> [Exercise]:
Your answer should be the exact lines of the data below from the one containing "Target: tussock grass" through the one containing "Target: small rock"; please include nothing else.

[Recorded data]
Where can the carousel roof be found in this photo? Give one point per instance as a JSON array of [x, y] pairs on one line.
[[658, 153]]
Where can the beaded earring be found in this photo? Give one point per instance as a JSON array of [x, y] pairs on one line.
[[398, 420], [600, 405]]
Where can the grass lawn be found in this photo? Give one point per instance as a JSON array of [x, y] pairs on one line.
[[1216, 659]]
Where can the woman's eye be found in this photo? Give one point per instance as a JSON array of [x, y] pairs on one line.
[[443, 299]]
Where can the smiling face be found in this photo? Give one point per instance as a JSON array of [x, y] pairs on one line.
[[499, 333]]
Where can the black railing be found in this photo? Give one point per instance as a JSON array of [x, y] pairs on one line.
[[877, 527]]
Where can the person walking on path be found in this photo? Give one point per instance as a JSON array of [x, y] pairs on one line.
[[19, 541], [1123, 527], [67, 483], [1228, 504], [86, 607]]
==
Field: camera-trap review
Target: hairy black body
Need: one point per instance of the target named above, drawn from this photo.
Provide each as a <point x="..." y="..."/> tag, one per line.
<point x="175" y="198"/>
--
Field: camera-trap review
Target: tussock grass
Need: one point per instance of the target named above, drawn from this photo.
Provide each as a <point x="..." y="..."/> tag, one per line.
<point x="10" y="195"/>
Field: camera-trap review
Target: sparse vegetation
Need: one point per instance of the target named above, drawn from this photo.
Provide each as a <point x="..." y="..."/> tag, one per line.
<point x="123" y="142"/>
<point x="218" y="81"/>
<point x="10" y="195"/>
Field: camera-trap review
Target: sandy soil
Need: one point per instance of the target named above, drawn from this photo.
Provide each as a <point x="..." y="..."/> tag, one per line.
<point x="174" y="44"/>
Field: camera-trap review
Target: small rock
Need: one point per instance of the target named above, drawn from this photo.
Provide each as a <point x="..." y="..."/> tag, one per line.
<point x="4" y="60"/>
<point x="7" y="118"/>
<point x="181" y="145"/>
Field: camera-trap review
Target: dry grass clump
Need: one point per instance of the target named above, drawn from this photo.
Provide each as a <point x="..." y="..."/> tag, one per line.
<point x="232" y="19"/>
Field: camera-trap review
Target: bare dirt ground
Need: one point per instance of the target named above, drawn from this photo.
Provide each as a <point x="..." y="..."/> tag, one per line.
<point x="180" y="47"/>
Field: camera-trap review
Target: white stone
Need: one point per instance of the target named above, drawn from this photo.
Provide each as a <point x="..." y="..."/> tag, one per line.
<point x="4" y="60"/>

> [Response area]:
Target: tussock grass
Need: one point per instance of the target named above, drawn from this photo.
Provide each as a <point x="..." y="..."/> tag, one per line.
<point x="10" y="195"/>
Field: camera-trap review
Target: sparse vegetation
Need: one point per instance of the target named above, drawn from this photo.
Provide each as a <point x="..." y="..."/> tag, one per line.
<point x="123" y="142"/>
<point x="218" y="81"/>
<point x="10" y="195"/>
Field: camera-trap review
Target: sandy soil
Need: one point per instance of the target named above, drawn from this photo.
Provide each as a <point x="..." y="..."/> tag, one per line.
<point x="174" y="44"/>
Field: camera-trap review
Target: small rock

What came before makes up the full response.